(The task) Transcribe, exactly as they appear, only the lines from the one holding "the bee, the" through the end of the entries below.

(Records shown)
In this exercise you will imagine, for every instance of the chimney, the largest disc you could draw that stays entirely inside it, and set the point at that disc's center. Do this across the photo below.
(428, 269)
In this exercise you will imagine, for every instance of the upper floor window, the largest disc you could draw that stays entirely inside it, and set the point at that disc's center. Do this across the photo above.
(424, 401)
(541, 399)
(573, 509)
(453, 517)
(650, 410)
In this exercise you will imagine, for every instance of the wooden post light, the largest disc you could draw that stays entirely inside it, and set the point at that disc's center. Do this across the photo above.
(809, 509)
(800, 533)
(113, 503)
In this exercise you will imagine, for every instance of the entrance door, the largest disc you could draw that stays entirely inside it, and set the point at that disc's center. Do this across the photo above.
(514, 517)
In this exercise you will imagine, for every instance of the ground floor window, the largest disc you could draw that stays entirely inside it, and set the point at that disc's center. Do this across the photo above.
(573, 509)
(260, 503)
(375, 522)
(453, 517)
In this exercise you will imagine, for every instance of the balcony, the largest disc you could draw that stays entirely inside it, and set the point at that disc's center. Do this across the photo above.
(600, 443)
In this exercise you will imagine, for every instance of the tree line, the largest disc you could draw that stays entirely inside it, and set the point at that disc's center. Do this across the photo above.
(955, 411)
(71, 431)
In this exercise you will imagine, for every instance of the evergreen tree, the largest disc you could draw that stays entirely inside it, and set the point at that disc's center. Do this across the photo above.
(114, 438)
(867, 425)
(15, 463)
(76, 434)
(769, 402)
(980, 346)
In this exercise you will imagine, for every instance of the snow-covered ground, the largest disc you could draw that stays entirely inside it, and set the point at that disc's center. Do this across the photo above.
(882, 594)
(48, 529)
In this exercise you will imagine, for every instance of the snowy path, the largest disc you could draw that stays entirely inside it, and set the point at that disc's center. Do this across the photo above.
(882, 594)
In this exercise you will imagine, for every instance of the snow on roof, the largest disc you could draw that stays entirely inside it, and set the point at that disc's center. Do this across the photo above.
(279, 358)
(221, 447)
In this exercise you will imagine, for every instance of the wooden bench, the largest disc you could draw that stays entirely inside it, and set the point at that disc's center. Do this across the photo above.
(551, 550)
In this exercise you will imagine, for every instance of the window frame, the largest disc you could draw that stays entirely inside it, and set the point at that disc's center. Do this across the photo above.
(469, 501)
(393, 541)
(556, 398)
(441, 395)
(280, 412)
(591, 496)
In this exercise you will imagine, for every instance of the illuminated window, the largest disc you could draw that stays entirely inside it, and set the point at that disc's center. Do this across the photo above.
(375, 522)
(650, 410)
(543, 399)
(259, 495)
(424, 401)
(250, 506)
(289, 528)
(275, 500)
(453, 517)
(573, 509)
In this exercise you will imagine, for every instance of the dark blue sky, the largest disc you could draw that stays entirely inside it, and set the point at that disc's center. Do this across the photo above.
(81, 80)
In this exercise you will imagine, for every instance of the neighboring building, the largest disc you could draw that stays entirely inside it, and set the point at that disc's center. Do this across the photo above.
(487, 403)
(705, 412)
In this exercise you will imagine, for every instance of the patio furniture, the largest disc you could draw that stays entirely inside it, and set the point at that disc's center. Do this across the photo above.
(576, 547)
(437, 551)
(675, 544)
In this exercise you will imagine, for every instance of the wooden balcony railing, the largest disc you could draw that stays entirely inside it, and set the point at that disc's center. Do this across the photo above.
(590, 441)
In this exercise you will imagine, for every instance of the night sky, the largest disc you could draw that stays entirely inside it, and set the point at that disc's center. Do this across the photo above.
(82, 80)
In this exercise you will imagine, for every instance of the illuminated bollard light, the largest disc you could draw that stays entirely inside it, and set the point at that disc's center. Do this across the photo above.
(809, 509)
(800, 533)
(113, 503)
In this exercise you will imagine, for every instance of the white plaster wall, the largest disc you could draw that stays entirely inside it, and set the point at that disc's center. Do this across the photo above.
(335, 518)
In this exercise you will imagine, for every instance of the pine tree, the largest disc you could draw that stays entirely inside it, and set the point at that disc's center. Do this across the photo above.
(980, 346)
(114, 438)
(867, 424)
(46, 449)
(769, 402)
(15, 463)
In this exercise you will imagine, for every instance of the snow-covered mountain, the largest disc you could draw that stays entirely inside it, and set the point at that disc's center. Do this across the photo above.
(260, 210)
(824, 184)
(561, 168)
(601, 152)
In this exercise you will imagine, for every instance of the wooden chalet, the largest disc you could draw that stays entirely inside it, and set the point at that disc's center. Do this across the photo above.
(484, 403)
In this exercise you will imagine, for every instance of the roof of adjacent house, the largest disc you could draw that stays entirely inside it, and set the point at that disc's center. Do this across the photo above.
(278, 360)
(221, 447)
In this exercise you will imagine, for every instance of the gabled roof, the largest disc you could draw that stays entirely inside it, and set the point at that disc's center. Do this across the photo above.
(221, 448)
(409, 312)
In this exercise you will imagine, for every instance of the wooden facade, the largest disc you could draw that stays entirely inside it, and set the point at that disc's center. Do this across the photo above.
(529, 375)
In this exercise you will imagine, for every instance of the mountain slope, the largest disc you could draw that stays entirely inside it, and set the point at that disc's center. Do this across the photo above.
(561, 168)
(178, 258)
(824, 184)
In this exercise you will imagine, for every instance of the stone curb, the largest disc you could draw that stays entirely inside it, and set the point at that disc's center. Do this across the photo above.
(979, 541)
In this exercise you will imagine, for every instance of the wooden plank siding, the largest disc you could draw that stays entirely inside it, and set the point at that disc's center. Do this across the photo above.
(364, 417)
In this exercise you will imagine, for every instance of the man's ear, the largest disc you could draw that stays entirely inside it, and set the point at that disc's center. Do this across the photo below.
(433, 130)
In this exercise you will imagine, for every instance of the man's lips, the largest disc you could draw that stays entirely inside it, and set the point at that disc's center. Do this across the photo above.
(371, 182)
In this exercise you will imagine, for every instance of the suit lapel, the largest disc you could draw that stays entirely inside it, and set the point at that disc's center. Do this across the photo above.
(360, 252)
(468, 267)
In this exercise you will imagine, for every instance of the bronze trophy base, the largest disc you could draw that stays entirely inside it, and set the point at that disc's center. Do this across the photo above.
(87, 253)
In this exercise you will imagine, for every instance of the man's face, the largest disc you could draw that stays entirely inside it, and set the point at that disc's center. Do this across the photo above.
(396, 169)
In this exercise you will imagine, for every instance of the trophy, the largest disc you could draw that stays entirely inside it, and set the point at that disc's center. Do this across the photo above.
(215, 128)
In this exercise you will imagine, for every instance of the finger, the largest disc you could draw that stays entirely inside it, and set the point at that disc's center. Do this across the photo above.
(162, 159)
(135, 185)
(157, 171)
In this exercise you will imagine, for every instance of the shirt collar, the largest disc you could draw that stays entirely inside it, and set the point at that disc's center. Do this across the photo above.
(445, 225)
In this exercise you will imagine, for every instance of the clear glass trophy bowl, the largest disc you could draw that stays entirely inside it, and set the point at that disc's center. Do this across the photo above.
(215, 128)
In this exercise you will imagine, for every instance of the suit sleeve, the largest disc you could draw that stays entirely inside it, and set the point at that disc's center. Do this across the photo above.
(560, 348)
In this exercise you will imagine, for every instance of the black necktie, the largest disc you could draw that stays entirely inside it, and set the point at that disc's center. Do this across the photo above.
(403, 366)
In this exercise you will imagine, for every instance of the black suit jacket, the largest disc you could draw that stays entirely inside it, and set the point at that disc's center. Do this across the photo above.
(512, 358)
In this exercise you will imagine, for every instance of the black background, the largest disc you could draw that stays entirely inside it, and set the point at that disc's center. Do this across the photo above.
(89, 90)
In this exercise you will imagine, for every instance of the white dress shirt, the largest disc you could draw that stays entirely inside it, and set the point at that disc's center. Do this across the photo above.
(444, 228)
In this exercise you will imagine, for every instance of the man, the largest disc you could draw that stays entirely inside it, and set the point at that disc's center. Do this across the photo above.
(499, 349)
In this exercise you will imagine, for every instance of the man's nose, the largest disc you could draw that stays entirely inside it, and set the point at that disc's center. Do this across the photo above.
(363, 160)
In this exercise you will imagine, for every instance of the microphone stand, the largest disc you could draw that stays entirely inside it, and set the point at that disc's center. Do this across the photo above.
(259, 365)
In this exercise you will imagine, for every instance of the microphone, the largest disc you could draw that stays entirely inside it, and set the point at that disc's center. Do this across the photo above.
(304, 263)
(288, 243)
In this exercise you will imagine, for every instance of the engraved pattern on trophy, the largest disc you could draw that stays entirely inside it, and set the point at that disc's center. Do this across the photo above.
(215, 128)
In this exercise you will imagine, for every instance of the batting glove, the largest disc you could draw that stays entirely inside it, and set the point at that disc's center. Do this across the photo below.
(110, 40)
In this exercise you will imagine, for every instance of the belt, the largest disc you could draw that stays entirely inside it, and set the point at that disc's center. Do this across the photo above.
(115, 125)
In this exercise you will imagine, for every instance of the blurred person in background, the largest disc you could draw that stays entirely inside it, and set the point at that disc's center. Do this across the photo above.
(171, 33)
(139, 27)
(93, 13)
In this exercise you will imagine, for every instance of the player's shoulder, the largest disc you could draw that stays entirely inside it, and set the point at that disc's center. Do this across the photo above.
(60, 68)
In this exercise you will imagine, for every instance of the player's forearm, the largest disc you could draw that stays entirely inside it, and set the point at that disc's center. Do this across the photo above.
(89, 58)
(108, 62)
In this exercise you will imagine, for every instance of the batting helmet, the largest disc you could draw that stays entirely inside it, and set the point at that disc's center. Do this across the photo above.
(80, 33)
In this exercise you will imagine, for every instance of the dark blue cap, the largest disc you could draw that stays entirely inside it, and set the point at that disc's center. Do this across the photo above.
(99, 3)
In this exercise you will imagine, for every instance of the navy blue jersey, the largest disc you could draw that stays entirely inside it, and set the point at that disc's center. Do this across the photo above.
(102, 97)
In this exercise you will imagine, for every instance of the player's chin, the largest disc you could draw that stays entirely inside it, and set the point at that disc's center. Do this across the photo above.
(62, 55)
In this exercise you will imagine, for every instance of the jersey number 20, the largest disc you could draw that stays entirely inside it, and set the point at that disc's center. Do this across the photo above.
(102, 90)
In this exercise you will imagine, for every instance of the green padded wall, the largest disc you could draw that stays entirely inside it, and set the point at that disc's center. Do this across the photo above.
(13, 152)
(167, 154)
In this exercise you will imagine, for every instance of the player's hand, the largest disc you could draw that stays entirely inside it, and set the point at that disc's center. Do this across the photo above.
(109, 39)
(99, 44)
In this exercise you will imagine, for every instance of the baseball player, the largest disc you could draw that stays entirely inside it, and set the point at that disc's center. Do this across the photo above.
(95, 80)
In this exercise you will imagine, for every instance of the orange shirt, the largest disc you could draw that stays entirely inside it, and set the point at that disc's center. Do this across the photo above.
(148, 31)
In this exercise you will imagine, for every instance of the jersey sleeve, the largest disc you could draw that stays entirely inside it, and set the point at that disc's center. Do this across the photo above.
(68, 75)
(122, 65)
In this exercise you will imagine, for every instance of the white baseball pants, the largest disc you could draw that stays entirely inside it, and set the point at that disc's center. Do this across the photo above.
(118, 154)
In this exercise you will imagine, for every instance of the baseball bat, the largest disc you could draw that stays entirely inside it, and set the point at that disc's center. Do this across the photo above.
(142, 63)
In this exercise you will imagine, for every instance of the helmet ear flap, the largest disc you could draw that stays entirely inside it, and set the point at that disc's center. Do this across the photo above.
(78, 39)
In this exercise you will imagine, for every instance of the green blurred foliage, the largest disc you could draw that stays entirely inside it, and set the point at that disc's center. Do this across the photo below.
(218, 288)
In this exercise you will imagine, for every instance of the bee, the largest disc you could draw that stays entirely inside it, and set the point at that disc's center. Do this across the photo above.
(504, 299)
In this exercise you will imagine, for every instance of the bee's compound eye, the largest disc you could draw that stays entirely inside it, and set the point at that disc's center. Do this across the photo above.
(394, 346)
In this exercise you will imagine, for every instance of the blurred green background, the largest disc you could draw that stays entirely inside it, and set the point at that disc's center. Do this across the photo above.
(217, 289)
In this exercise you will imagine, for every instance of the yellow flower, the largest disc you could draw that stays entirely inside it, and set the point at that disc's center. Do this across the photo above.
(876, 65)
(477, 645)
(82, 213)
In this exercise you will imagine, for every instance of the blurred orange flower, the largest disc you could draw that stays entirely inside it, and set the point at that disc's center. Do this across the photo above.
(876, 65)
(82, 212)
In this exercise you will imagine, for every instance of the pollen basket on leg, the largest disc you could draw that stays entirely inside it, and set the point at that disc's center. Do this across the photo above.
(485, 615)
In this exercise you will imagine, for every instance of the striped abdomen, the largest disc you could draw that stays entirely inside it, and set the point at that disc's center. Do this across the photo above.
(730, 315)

(Expected output)
In this exercise you will imagine, for every instance of the bee, the largest disc you could draw that stays entirely inside it, and set the point at that disc's center. Do this across the photo above.
(504, 299)
In this exercise you will imagine, for every instance of the bee's compound eye, the largest disc you could draw that stays entirely inside it, and set the point at that disc's center. Do this across the photo above.
(394, 346)
In this exercise you will imagine, for every instance of the blurred green background, the largest disc you could draw that stays entirely inside it, and set the point at that disc's center. Do this across the photo above.
(217, 289)
In this exercise you will imagine, for every instance of the yellow flower, the largest disc you could draw that stays entirely inside it, and set the point at that disc's center. Do this across the photo above.
(876, 65)
(477, 645)
(82, 213)
In this exercise you will imagine, for every instance of the blurred orange flower, the largest disc you could draw that stays entirely inside it, and set the point at that disc's center. Do this across the photo above.
(876, 65)
(82, 212)
In this exercise you will imagine, for every instance of the pollen basket on leg, the largest disc you could draw that stays entirely inside it, and set the point at that disc's center. Do this across the photo above.
(485, 615)
In this exercise you will imagine, for every instance of the striped abdomen, the largest disc you could draw that stays entirely inside it, and set the point at that disc's center. Do this across the photo above.
(730, 315)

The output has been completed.